--- Task instructions ---
Copy the lines below word for word, only the part that opens with the line containing "Where can you spot the motorcycle rear" and closes with the line containing "pixel 837 518", both of those lines included.
########
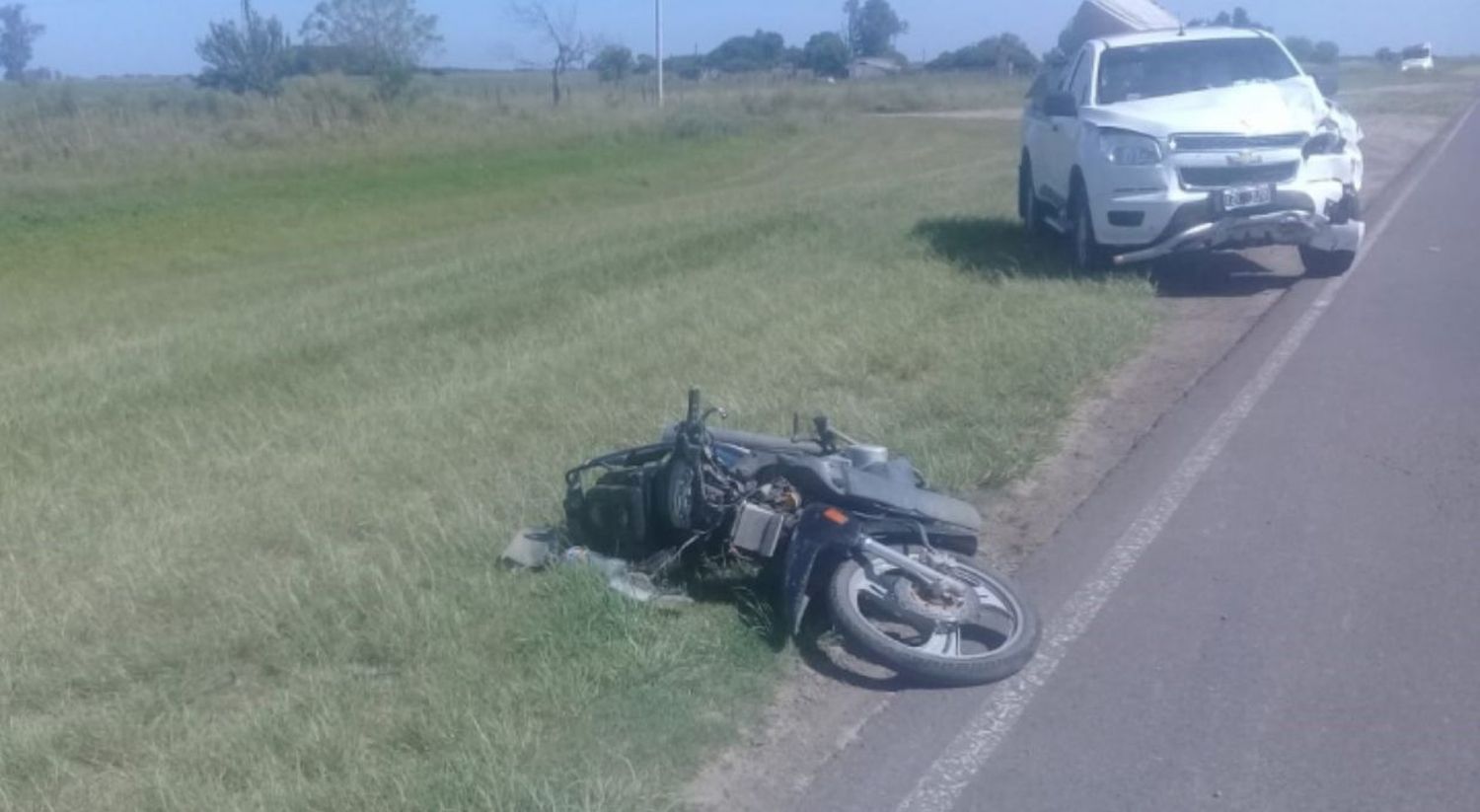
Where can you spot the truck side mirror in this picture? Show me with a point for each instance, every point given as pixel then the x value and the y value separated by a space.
pixel 1062 106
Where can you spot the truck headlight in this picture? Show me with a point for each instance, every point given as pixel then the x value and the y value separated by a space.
pixel 1125 148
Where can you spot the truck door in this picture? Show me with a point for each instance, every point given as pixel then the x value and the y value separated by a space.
pixel 1060 139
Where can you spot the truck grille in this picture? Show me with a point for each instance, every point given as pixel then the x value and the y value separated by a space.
pixel 1208 142
pixel 1216 177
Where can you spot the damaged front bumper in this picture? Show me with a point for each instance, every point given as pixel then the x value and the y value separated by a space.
pixel 1269 228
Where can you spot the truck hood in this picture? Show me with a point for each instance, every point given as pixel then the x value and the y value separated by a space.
pixel 1272 109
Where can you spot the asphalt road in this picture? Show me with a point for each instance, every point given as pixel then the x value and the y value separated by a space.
pixel 1275 602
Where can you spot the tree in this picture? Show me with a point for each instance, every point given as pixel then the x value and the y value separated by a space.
pixel 248 56
pixel 758 52
pixel 558 30
pixel 686 65
pixel 613 64
pixel 1005 52
pixel 872 27
pixel 391 35
pixel 17 38
pixel 828 55
pixel 1301 47
pixel 1237 20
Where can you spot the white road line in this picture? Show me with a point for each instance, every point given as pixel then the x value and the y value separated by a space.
pixel 941 785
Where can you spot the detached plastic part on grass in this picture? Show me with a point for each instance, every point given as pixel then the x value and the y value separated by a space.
pixel 539 548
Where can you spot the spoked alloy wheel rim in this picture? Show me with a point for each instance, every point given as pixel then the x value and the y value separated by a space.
pixel 977 626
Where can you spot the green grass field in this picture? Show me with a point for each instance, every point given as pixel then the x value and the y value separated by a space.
pixel 277 384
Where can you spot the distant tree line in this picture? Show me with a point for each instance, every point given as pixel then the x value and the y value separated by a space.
pixel 1003 52
pixel 382 38
pixel 18 36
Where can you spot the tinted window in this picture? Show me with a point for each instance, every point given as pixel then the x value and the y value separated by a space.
pixel 1168 68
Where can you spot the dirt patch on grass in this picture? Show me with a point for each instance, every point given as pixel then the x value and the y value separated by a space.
pixel 989 114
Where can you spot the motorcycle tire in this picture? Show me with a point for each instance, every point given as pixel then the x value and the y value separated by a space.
pixel 992 664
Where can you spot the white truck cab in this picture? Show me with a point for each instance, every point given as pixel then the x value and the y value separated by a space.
pixel 1196 139
pixel 1418 58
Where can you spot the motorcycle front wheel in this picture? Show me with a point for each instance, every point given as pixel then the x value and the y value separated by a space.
pixel 986 636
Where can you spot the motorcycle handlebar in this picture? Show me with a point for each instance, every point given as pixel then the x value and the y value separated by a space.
pixel 693 406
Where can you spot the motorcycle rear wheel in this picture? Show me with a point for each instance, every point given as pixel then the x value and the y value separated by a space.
pixel 995 642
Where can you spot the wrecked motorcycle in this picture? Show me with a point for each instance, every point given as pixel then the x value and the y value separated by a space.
pixel 837 518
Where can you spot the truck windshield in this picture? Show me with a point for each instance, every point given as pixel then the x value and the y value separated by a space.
pixel 1186 67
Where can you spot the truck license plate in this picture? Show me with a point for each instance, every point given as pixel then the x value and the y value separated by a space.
pixel 1246 197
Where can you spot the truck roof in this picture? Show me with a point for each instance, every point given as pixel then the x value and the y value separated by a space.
pixel 1180 36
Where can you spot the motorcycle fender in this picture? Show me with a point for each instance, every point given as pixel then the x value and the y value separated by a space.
pixel 816 536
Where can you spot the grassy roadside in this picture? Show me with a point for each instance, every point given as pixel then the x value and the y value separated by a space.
pixel 266 417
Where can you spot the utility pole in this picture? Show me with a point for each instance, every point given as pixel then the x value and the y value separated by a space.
pixel 657 9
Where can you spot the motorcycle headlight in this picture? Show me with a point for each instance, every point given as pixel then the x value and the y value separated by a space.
pixel 1122 148
pixel 1328 141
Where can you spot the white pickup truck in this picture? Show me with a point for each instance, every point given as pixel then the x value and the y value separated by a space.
pixel 1157 142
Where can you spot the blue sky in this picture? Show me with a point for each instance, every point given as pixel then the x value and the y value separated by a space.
pixel 91 37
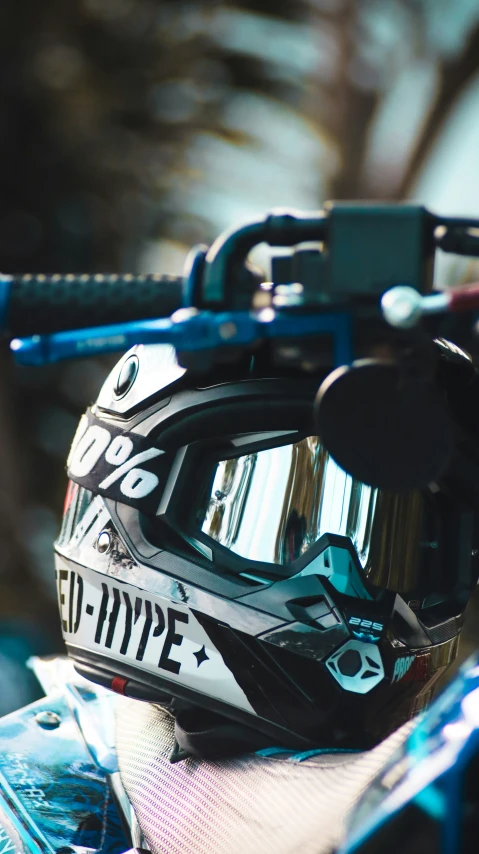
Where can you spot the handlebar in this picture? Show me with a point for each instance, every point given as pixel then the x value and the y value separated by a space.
pixel 41 304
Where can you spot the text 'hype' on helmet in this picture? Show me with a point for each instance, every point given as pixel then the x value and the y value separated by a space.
pixel 215 559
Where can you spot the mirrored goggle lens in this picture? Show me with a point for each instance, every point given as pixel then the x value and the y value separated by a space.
pixel 273 505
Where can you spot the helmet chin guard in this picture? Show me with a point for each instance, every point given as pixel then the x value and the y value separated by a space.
pixel 216 560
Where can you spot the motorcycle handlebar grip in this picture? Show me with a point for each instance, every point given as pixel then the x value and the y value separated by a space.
pixel 40 304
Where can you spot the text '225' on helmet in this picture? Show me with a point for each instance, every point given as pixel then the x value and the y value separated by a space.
pixel 215 559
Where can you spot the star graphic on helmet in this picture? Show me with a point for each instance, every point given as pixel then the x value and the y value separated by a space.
pixel 201 656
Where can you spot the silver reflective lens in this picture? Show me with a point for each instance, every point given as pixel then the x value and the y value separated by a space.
pixel 273 505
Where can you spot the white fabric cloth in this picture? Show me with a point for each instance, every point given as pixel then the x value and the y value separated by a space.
pixel 245 805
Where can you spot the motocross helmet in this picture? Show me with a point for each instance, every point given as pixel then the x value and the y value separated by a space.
pixel 215 559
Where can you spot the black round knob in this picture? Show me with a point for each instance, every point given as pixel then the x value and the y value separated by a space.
pixel 127 376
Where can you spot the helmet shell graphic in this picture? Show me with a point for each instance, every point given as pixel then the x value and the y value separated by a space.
pixel 213 557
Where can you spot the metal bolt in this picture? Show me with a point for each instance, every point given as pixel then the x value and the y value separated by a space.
pixel 103 543
pixel 48 720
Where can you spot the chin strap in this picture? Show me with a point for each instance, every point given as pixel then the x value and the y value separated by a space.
pixel 209 736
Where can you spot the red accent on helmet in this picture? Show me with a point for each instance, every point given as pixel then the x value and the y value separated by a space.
pixel 72 490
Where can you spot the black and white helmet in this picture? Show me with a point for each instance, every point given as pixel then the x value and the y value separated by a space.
pixel 215 559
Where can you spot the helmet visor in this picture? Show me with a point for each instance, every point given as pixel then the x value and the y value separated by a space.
pixel 273 506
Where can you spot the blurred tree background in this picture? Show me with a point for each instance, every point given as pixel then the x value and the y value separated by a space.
pixel 131 129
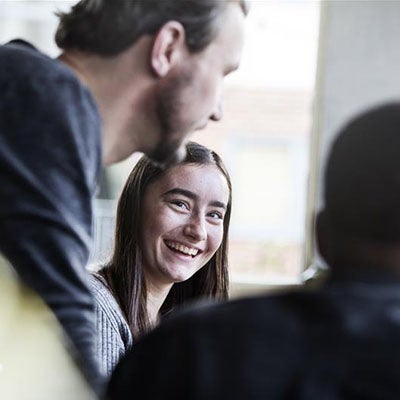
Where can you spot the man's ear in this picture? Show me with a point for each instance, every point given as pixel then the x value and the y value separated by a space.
pixel 169 42
pixel 323 236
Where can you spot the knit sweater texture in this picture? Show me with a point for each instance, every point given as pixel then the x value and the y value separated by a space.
pixel 114 338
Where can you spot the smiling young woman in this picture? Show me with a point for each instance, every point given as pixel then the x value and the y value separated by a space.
pixel 170 248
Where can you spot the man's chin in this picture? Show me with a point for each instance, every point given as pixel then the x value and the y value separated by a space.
pixel 166 155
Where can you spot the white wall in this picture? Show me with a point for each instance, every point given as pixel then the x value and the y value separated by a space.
pixel 358 67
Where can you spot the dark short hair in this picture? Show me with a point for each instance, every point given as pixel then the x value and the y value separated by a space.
pixel 124 273
pixel 362 178
pixel 108 27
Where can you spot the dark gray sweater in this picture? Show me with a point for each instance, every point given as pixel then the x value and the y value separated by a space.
pixel 50 158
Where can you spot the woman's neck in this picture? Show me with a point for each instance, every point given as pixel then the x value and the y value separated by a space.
pixel 156 295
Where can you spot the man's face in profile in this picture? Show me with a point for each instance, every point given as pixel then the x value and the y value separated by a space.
pixel 192 94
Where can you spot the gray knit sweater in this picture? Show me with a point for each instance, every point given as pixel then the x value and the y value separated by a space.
pixel 113 337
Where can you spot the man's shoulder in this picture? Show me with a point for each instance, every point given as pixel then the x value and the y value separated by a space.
pixel 23 56
pixel 257 314
pixel 22 65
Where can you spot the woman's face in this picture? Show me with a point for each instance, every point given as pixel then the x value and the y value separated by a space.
pixel 183 213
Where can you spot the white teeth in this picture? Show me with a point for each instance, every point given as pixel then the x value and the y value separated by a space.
pixel 182 248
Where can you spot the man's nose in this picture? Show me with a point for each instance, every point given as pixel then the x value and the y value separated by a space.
pixel 218 112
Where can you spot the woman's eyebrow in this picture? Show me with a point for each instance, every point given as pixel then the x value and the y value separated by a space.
pixel 183 192
pixel 191 195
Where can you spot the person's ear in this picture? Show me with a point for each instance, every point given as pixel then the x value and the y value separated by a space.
pixel 323 236
pixel 168 45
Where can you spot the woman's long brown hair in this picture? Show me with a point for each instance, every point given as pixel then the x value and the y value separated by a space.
pixel 124 273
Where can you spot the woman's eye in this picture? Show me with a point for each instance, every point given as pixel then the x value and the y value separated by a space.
pixel 180 204
pixel 216 215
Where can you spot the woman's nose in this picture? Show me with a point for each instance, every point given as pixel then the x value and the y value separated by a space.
pixel 196 229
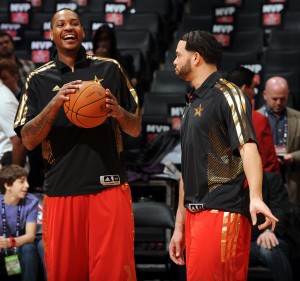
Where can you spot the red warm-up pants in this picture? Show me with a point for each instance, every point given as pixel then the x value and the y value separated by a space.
pixel 217 246
pixel 90 237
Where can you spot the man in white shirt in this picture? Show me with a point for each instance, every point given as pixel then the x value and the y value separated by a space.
pixel 12 150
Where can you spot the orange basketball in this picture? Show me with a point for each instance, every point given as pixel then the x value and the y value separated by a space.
pixel 87 107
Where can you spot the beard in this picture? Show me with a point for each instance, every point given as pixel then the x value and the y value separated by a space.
pixel 184 71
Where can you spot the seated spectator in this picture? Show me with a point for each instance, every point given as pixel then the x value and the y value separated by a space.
pixel 244 78
pixel 12 150
pixel 10 76
pixel 18 224
pixel 105 45
pixel 267 247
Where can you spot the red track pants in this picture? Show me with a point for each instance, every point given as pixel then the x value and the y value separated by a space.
pixel 217 246
pixel 90 237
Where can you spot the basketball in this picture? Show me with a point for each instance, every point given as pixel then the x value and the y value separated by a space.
pixel 87 107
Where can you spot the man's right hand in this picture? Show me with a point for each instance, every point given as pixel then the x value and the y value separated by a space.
pixel 177 245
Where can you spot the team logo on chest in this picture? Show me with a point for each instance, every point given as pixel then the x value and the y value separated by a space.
pixel 198 111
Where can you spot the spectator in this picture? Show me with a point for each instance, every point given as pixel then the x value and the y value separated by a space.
pixel 244 78
pixel 268 247
pixel 11 79
pixel 18 223
pixel 285 125
pixel 105 45
pixel 10 76
pixel 7 50
pixel 12 150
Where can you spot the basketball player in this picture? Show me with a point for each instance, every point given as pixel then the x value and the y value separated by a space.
pixel 87 220
pixel 218 149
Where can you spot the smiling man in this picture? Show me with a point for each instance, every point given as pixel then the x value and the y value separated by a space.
pixel 87 219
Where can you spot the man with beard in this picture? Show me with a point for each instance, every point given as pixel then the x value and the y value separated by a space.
pixel 88 226
pixel 218 149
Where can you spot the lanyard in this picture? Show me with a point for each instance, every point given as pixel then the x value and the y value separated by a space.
pixel 5 227
pixel 282 141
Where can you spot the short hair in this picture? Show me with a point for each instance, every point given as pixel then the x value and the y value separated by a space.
pixel 240 76
pixel 10 173
pixel 5 34
pixel 205 43
pixel 62 9
pixel 9 65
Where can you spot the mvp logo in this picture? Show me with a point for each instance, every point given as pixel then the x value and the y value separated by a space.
pixel 19 7
pixel 115 8
pixel 225 28
pixel 272 8
pixel 71 6
pixel 157 128
pixel 41 45
pixel 228 11
pixel 10 26
pixel 256 68
pixel 177 111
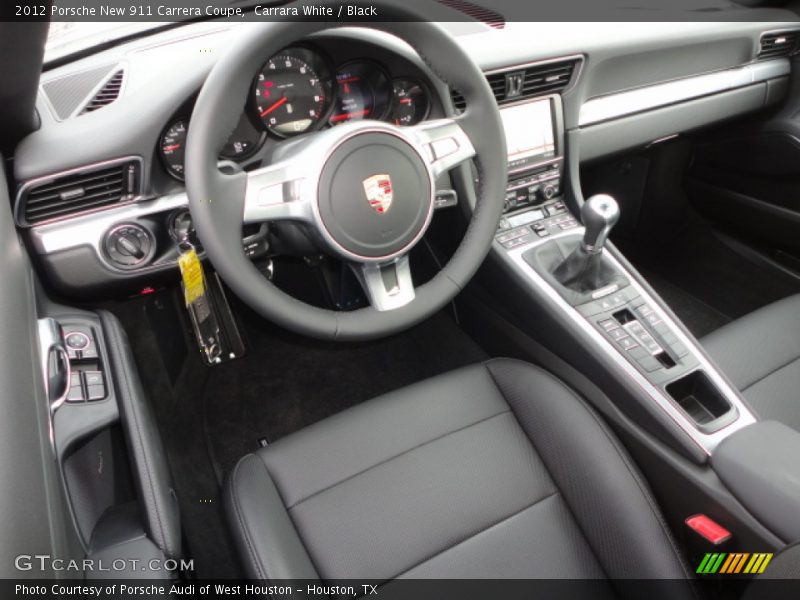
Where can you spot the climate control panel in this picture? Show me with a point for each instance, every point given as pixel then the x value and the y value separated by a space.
pixel 534 187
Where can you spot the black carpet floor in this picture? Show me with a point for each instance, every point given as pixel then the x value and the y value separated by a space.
pixel 210 417
pixel 705 282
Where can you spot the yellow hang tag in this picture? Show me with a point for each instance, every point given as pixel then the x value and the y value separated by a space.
pixel 192 274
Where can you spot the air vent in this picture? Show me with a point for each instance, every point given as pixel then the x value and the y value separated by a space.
pixel 518 84
pixel 107 94
pixel 79 191
pixel 775 44
pixel 479 13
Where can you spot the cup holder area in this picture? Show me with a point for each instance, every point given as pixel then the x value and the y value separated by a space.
pixel 702 401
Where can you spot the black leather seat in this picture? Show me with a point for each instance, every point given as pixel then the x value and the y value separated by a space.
pixel 760 353
pixel 497 470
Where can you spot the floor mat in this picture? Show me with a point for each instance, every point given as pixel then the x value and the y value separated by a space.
pixel 286 382
pixel 700 318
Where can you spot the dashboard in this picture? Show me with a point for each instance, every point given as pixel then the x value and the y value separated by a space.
pixel 629 85
pixel 300 90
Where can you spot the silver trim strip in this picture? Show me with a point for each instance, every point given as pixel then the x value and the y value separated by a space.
pixel 707 442
pixel 84 102
pixel 614 106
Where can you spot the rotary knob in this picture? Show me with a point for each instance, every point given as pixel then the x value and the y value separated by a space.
pixel 129 246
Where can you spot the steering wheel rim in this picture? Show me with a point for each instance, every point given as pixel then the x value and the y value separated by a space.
pixel 221 203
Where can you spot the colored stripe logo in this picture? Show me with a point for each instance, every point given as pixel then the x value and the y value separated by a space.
pixel 734 563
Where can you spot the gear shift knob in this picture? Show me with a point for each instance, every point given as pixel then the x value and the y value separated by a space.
pixel 599 214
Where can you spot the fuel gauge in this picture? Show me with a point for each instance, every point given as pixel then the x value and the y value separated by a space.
pixel 410 103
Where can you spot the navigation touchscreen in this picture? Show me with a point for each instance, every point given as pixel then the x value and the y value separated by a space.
pixel 529 132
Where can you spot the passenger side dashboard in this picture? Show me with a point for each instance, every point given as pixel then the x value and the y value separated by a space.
pixel 643 83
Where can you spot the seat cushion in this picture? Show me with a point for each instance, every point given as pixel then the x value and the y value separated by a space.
pixel 496 470
pixel 760 353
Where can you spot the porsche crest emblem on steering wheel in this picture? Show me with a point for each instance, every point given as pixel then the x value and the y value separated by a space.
pixel 378 189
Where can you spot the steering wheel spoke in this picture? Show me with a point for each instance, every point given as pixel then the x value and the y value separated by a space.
pixel 388 285
pixel 445 143
pixel 278 192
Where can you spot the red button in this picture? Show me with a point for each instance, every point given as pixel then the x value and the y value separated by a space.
pixel 710 530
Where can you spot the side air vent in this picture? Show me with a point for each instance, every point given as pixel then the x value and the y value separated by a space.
pixel 107 94
pixel 518 84
pixel 480 13
pixel 79 191
pixel 776 44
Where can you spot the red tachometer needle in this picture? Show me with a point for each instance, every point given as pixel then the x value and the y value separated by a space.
pixel 269 109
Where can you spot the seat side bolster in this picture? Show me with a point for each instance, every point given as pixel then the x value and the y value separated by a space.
pixel 263 531
pixel 594 475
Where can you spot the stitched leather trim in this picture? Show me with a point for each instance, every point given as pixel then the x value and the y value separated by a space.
pixel 395 456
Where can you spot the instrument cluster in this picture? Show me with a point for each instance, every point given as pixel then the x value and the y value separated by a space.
pixel 300 90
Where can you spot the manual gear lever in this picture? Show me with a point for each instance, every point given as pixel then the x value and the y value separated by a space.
pixel 599 214
pixel 583 270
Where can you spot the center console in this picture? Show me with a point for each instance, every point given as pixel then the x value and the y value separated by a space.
pixel 562 259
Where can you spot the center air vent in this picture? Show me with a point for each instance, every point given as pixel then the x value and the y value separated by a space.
pixel 79 191
pixel 776 44
pixel 518 84
pixel 107 94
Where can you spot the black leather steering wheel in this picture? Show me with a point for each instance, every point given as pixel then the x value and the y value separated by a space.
pixel 339 181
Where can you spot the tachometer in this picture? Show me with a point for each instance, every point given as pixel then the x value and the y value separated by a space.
pixel 410 103
pixel 173 147
pixel 292 93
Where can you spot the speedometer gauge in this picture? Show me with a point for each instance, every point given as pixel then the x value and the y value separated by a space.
pixel 292 93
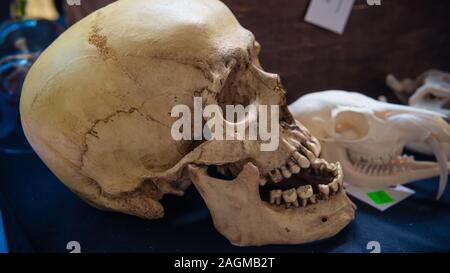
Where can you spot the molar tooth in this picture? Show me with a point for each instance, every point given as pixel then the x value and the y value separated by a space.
pixel 290 146
pixel 314 146
pixel 276 176
pixel 221 170
pixel 286 173
pixel 290 197
pixel 324 190
pixel 304 192
pixel 300 136
pixel 334 186
pixel 262 181
pixel 308 153
pixel 275 197
pixel 293 166
pixel 302 160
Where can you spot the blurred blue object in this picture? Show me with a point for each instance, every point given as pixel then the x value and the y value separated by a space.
pixel 21 42
pixel 3 245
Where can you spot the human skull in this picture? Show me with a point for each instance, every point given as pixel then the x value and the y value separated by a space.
pixel 96 108
pixel 368 136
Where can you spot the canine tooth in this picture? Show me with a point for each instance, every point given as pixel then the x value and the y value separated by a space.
pixel 293 166
pixel 290 198
pixel 304 202
pixel 262 181
pixel 221 170
pixel 307 153
pixel 300 136
pixel 324 190
pixel 304 192
pixel 286 173
pixel 276 176
pixel 314 146
pixel 290 146
pixel 334 186
pixel 319 164
pixel 275 197
pixel 302 160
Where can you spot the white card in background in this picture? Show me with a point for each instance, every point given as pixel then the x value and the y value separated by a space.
pixel 380 198
pixel 329 14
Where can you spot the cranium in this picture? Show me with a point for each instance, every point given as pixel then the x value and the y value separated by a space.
pixel 430 91
pixel 368 137
pixel 96 108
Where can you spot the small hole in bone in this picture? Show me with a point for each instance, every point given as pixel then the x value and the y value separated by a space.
pixel 222 172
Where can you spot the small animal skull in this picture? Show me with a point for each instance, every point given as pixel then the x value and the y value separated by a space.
pixel 430 91
pixel 96 108
pixel 368 137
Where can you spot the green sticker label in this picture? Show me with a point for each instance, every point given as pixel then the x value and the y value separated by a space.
pixel 380 197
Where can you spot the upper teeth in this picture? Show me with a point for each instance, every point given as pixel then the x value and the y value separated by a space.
pixel 380 164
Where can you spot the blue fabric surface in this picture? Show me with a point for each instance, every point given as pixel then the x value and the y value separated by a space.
pixel 3 245
pixel 41 214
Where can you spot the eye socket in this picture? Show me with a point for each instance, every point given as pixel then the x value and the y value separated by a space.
pixel 351 125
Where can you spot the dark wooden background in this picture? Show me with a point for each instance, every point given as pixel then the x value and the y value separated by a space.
pixel 403 37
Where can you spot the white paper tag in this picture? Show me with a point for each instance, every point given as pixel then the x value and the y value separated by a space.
pixel 380 198
pixel 329 14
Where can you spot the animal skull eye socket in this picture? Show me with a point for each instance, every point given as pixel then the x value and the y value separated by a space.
pixel 351 125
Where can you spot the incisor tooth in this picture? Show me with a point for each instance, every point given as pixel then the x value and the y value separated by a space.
pixel 290 196
pixel 262 181
pixel 302 160
pixel 334 186
pixel 293 166
pixel 300 136
pixel 286 173
pixel 304 192
pixel 275 197
pixel 324 190
pixel 314 146
pixel 275 175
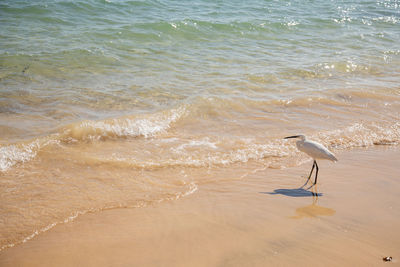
########
--- Written response ---
Where can you spot the motorcycle rear wheel in this picture? Show me with a point for each instance, every point given as pixel then the x value and the y value separated by a space.
pixel 995 642
Where can you spot the wrecked motorcycle in this picture? Show me with a point for each instance, every point given as pixel then the x value and the y value separated by a space.
pixel 837 518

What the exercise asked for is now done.